▶ **AIM OF THE EXERCISE**: Copy nothing from the entries below except the lines from the one containing "Target: player's neck" through the one containing "Report one point per instance of the shipyard", and copy those exactly.

┌──

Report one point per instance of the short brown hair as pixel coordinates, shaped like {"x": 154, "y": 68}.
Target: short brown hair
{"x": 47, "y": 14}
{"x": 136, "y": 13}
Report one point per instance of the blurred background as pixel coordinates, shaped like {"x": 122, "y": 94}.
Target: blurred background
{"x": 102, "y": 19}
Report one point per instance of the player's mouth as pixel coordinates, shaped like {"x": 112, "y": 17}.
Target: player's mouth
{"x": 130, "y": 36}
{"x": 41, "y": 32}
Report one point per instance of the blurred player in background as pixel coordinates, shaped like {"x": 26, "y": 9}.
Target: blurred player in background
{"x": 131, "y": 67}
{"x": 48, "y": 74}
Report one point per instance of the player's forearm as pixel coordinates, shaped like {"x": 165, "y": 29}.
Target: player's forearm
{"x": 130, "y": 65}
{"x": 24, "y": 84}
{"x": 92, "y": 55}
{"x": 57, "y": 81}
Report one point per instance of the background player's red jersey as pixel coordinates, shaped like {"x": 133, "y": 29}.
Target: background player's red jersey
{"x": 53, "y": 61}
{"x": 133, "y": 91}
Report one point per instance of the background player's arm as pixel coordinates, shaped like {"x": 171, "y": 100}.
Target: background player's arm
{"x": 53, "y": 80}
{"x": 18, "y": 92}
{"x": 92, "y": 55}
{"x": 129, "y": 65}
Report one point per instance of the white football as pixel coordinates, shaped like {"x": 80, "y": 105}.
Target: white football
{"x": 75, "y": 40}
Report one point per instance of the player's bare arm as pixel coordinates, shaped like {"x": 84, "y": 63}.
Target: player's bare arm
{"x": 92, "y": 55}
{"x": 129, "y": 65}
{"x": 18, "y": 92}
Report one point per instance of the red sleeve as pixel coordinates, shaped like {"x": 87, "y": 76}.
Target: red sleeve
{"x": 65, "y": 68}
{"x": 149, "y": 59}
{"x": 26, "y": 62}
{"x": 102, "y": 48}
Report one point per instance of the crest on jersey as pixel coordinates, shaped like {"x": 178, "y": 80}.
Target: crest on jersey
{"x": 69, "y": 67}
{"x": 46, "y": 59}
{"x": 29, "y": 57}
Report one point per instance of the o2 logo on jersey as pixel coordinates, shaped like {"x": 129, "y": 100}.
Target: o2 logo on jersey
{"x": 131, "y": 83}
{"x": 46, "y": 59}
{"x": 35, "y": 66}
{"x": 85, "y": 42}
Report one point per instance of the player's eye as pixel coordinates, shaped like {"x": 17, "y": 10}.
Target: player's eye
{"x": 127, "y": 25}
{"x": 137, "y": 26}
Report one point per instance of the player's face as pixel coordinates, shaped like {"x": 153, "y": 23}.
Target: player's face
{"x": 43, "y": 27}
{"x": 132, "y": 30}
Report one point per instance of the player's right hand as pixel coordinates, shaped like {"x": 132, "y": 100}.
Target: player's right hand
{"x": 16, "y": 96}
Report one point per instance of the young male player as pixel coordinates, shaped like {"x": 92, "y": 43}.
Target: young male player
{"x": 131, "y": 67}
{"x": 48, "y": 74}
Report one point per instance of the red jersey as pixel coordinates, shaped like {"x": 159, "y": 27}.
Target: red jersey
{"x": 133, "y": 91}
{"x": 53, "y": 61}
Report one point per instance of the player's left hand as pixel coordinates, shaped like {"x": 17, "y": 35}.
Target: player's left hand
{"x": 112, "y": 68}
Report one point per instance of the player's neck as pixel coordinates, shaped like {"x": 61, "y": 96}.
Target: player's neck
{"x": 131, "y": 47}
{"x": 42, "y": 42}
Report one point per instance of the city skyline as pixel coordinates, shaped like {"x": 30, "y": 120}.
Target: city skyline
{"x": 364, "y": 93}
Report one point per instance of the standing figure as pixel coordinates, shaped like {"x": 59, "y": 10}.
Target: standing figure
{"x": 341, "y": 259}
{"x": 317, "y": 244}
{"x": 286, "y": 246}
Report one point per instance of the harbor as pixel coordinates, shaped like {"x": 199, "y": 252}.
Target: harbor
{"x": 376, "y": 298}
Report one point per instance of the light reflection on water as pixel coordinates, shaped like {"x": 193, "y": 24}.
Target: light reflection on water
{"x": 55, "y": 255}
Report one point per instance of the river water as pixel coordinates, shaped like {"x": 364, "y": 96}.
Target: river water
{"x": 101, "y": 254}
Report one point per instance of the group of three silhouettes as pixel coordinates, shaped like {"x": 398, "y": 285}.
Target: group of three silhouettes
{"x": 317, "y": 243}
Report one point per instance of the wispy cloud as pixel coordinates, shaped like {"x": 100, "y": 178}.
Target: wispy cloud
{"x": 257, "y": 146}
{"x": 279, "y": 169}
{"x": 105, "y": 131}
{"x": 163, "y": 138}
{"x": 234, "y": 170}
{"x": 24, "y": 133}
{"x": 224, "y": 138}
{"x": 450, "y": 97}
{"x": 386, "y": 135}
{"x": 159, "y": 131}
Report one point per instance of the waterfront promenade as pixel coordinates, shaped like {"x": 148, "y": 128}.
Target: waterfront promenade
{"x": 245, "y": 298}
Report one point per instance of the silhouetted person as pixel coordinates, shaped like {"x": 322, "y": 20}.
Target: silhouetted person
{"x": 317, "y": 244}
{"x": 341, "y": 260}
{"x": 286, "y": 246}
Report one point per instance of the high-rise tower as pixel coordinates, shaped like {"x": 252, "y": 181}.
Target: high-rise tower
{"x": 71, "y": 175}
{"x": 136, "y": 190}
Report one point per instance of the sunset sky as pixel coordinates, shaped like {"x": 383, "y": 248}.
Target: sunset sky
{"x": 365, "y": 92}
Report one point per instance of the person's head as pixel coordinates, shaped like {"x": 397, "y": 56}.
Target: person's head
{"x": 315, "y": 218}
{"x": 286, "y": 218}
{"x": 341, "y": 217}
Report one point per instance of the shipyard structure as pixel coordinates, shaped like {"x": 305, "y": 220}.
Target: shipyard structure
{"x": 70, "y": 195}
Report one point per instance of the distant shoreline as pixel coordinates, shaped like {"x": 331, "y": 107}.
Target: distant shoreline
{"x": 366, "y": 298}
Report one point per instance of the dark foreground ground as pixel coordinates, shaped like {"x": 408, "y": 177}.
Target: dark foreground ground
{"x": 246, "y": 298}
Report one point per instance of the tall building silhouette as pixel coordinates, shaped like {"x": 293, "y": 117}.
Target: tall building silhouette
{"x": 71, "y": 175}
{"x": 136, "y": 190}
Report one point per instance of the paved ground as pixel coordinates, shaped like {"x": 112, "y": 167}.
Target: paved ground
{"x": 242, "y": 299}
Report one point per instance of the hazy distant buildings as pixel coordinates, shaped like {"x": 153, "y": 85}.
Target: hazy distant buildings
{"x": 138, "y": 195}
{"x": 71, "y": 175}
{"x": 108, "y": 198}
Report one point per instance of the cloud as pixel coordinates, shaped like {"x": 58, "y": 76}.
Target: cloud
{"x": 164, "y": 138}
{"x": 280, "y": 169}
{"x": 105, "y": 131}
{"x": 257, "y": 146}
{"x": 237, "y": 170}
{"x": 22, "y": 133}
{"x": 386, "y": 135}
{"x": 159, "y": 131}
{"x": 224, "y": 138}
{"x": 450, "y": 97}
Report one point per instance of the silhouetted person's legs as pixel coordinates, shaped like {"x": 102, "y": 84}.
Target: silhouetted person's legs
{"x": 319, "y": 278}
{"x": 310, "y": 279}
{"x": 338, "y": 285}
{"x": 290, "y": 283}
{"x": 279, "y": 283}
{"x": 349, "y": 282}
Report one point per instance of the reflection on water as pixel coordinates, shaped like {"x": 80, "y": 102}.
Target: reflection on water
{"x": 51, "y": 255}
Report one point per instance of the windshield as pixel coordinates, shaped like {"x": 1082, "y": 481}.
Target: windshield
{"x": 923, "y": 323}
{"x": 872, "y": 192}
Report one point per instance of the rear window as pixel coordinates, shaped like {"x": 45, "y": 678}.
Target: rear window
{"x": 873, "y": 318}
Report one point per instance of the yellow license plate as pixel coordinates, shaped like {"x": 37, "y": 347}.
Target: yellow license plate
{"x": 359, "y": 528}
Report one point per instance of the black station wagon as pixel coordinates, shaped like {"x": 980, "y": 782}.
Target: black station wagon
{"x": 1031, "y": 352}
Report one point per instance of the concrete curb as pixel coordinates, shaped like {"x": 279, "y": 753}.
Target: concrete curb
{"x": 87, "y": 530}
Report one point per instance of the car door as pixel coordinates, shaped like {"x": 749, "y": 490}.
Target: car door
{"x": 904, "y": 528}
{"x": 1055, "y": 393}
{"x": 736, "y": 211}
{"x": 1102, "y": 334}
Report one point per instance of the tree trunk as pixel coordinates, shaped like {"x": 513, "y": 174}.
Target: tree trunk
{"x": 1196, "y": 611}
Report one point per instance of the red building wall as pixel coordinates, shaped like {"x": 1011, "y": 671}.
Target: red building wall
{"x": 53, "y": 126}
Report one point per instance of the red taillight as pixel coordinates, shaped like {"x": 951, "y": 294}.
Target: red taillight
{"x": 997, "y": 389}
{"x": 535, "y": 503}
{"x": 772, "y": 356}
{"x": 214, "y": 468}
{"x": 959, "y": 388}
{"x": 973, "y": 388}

└──
┌──

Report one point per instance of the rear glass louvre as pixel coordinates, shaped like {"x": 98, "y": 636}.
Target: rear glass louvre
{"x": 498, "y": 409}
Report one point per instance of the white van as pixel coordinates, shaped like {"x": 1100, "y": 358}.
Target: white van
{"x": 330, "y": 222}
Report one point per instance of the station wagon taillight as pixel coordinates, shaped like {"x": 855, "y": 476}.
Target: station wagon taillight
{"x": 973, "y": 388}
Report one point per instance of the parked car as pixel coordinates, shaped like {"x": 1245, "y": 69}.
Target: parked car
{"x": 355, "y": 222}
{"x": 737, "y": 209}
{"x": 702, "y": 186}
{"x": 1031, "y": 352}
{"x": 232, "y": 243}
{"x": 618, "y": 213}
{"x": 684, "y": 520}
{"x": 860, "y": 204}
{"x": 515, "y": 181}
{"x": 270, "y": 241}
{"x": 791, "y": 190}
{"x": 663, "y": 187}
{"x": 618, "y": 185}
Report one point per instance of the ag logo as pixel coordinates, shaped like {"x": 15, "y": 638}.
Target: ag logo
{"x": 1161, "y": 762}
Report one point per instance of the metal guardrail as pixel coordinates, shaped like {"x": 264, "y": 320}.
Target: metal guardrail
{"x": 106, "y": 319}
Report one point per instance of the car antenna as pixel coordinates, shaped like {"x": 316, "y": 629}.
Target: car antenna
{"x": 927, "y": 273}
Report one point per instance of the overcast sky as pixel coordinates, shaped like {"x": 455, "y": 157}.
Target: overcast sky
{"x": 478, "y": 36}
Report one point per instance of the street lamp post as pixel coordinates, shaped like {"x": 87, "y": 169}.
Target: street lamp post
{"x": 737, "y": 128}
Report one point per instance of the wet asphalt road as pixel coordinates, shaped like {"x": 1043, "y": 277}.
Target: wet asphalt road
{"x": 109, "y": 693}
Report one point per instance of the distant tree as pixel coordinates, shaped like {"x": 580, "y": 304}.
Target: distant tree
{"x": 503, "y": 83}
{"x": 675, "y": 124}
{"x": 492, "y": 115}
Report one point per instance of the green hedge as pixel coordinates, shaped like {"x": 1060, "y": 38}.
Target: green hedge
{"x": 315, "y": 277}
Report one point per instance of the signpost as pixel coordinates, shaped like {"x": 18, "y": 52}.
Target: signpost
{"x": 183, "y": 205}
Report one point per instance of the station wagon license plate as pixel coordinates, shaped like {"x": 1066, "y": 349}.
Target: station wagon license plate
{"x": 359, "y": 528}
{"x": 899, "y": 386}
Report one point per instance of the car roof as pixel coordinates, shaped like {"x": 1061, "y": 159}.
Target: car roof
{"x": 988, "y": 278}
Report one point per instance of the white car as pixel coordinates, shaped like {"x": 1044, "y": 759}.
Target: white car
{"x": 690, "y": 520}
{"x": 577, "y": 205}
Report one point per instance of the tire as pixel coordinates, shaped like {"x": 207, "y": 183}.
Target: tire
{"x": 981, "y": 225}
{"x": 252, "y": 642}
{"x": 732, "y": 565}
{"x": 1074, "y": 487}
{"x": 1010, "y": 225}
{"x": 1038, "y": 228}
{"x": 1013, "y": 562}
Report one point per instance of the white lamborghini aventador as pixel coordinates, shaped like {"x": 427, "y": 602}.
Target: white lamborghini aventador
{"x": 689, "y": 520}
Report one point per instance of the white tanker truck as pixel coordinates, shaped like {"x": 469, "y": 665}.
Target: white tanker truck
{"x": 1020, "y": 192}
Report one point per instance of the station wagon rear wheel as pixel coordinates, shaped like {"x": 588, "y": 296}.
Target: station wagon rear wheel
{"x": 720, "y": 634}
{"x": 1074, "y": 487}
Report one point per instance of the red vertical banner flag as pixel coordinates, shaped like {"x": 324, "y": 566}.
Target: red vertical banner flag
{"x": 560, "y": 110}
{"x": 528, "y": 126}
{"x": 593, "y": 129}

└──

▶ **RESULT**:
Target: player's neck
{"x": 131, "y": 47}
{"x": 42, "y": 42}
Report one point per instance of the city skyline as pixel coordinates, shaped like {"x": 30, "y": 120}.
Target: city skyline
{"x": 364, "y": 93}
Report one point per instance of the standing figure as pixel coordinates, shaped like {"x": 59, "y": 10}.
Target: standing figure
{"x": 341, "y": 259}
{"x": 317, "y": 244}
{"x": 286, "y": 246}
Report one point per instance of the harbor as pixel coordinates, shaped like {"x": 199, "y": 252}.
Target: harbor
{"x": 376, "y": 298}
Report one point per instance of the light reflection on water as pixel coordinates, shaped like {"x": 193, "y": 24}.
Target: light reflection on water
{"x": 55, "y": 255}
Report one point per instance of the river water as pixel coordinates, shaped like {"x": 364, "y": 96}.
Target: river water
{"x": 101, "y": 254}
Report one point per instance of the group of three silhouettes as pixel coordinates, shaped like {"x": 398, "y": 285}.
Target: group of three silhouettes
{"x": 317, "y": 243}
Report one point per instance of the wispy cloud as pixel coordinates, shaped like {"x": 100, "y": 178}.
Target: wispy cloud
{"x": 257, "y": 146}
{"x": 279, "y": 169}
{"x": 105, "y": 131}
{"x": 163, "y": 138}
{"x": 234, "y": 170}
{"x": 24, "y": 133}
{"x": 224, "y": 138}
{"x": 450, "y": 97}
{"x": 386, "y": 135}
{"x": 159, "y": 131}
Report one point per instance of the waterfront promenade as pixel coordinates, shaped like {"x": 148, "y": 128}.
Target: waterfront promenade
{"x": 245, "y": 298}
Report one point per instance of the silhouetted person as pixel coordinates, shaped like {"x": 322, "y": 20}.
Target: silhouetted person
{"x": 317, "y": 244}
{"x": 341, "y": 260}
{"x": 286, "y": 246}
Report one point per instance of the high-rise tower as pixel coordinates, shaped like {"x": 252, "y": 181}.
Target: high-rise tower
{"x": 71, "y": 175}
{"x": 136, "y": 190}
Report one point per instance of the sunset sky as pixel coordinates, shaped like {"x": 383, "y": 248}.
Target: sunset sky
{"x": 365, "y": 92}
Report one point per instance of the person's head as pixel coordinates, shaped like {"x": 397, "y": 56}.
Target: person's head
{"x": 315, "y": 218}
{"x": 286, "y": 218}
{"x": 341, "y": 217}
Report one point per instance of the shipyard structure as pixel coordinates, shaped like {"x": 305, "y": 220}.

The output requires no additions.